EXERCISE AIM: Would you repeat the whole listing exactly?

RECORDS SUPPLIED:
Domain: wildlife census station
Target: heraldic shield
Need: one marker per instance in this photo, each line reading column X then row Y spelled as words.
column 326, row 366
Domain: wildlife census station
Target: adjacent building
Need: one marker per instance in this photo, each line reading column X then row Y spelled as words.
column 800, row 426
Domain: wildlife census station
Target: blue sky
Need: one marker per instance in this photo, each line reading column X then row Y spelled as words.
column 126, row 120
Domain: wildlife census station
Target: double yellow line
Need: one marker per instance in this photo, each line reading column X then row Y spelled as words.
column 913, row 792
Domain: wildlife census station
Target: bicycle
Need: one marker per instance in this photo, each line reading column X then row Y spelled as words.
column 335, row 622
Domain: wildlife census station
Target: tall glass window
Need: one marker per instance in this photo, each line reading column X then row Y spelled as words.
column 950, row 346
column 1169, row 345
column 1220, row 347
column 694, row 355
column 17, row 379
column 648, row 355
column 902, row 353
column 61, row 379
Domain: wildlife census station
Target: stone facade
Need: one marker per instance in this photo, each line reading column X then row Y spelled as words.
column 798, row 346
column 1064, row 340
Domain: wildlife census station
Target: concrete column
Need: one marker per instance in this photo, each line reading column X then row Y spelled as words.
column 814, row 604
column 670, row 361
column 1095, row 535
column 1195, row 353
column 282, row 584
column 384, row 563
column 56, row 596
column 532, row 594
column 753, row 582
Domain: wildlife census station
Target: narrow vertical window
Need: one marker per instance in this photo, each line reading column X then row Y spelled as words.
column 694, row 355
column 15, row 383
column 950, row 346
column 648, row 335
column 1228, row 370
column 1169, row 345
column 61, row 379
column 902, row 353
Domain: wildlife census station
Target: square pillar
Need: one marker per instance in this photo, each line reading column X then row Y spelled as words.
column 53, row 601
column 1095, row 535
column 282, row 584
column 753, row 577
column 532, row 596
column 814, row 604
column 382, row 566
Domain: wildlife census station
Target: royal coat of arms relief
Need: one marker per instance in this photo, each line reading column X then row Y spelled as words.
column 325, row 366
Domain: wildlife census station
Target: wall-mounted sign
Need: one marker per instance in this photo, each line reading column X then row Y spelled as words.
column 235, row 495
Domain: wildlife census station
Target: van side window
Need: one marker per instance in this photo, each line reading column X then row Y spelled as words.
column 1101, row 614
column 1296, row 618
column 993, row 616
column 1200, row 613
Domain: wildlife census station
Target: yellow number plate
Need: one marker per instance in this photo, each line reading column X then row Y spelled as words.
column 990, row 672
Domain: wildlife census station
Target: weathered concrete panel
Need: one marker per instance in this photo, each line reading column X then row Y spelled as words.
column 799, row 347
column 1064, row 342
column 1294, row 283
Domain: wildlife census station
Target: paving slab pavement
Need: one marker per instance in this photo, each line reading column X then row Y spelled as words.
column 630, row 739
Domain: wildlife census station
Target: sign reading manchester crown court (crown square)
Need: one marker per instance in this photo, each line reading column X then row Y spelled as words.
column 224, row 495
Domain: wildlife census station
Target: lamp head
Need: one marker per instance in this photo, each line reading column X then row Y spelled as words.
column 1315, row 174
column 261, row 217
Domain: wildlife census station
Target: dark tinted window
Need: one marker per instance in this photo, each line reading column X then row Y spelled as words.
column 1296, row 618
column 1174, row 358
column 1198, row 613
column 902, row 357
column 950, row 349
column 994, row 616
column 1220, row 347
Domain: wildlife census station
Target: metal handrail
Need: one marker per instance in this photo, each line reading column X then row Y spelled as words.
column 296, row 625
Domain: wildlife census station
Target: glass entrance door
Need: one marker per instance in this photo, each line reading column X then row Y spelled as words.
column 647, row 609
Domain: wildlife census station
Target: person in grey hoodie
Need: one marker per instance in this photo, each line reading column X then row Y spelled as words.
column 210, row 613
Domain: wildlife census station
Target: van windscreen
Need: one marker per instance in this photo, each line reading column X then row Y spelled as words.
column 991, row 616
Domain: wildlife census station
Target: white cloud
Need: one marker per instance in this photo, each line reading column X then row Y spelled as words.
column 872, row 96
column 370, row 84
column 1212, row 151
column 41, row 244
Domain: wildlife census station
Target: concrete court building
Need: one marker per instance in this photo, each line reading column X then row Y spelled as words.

RESPONSE TO THE EXERCISE:
Domain: wildlife census station
Target: heraldic shield
Need: one marker per instance in this photo, each line reading column X then row Y spelled as words.
column 326, row 366
Domain: wildlife census station
Target: adjacent building
Need: one marker per instance in this photo, each line reading column X then row Y spelled as words.
column 800, row 426
Domain: wildlife census station
Target: blue sky
Need: one marker per instance in this photo, each line reading column X then row Y spelled as words.
column 126, row 120
Domain: wildlife census station
Target: double yellow line
Need: one marker per instance in this photo, each line reading column X then row Y spelled as words.
column 913, row 792
Domain: wildlife census station
Target: bicycle
Need: one marker per instance in this photo, each line reading column X then row Y spelled as words.
column 335, row 622
Domain: wildlife census station
Target: tall glass window
Need: one marker per instance in this photo, each line reading column X then row Y spelled as words.
column 950, row 346
column 1169, row 345
column 1220, row 347
column 694, row 355
column 17, row 379
column 648, row 355
column 902, row 353
column 61, row 379
Domain: wildlife census station
Target: stone facade
Need: one marker per instance in this photo, each line reading column X then row Y spelled as words.
column 798, row 346
column 1064, row 340
Domain: wildlife census station
Target: concrete column
Need: one marker per instance in this photo, each line reading column X then row Y spelled as words.
column 814, row 604
column 670, row 361
column 1095, row 535
column 1195, row 353
column 282, row 584
column 384, row 563
column 56, row 596
column 532, row 594
column 753, row 582
Domain: wildlife census station
Target: narrow vertical window
Need: one marker per instance in this photo, each line reading column X then row Y spelled as words.
column 694, row 355
column 15, row 383
column 950, row 346
column 648, row 335
column 1228, row 370
column 1169, row 345
column 61, row 379
column 902, row 353
Domain: wildlife census station
Target: square pillar
Need: one marker per instance in this photo, each line reading column X then row Y spelled as words.
column 53, row 601
column 1095, row 535
column 282, row 584
column 753, row 577
column 532, row 596
column 814, row 604
column 382, row 566
Domain: wildlife census station
Target: royal coat of arms relief
Need: one marker per instance in this photo, each line reading column X then row Y spelled as words.
column 325, row 366
Domain: wildlife census station
Target: wall-mounted sign
Need: one marker per instance in this photo, each line reading column X then row Y spelled as words.
column 235, row 495
Domain: wildlife census station
Target: van side window
Need: one marker per instance in this photo, each line reading column X then row Y spelled as words.
column 1101, row 614
column 1296, row 618
column 993, row 616
column 1200, row 613
Domain: wildlife census station
Target: yellow number plate
Need: one marker per instance in this photo, each line reading column X then row Y spelled as words.
column 990, row 672
Domain: wildlife census station
Target: weathered concrete panel
Need: one marker per instance in this photo, each line reading column X then row Y spelled as words.
column 799, row 347
column 1064, row 342
column 1294, row 283
Domain: wildlife census station
Target: paving slab pavement
Need: one marker per instance in this photo, each line reading column X then row Y spelled as words.
column 630, row 739
Domain: wildlife census station
Target: sign reading manchester crown court (crown square)
Need: one marker per instance in this photo, each line reading column X then row Y spelled as words.
column 224, row 495
Domain: wildlife census station
Target: lamp head
Need: one marker per instance in this photo, each line reading column X then row Y spelled as words.
column 1315, row 174
column 261, row 217
Domain: wildlife census station
Target: dark tinted window
Need: one marker per instance in this photo, each line reading column X then row Y spelled as words.
column 1296, row 618
column 1174, row 358
column 1198, row 613
column 902, row 357
column 950, row 349
column 994, row 616
column 1220, row 347
Domain: wildlife census station
Target: metal handrail
Need: one marker per instance in this photo, each line reading column X then row Y spelled as words.
column 296, row 625
Domain: wildlife census station
Target: glass entrance door
Need: one marker per instance in this photo, each line reading column X then row Y spelled as words.
column 647, row 609
Domain: wildlife census station
Target: person in grey hoodie
Need: one marker per instance in this photo, each line reading column X then row Y spelled as words.
column 210, row 613
Domain: wildlife census station
Target: van windscreen
Need: one marker per instance in this photo, each line reading column X then row Y spelled as words.
column 991, row 616
Domain: wildlife census station
Target: white cloud
Need: one marker per instance in this photo, each line reading column X then row Y spelled as words.
column 872, row 96
column 370, row 84
column 1212, row 151
column 41, row 244
Domain: wildlife census station
Target: concrete court building
Need: one marker per instance in this photo, each line reading column X then row Y spelled as words.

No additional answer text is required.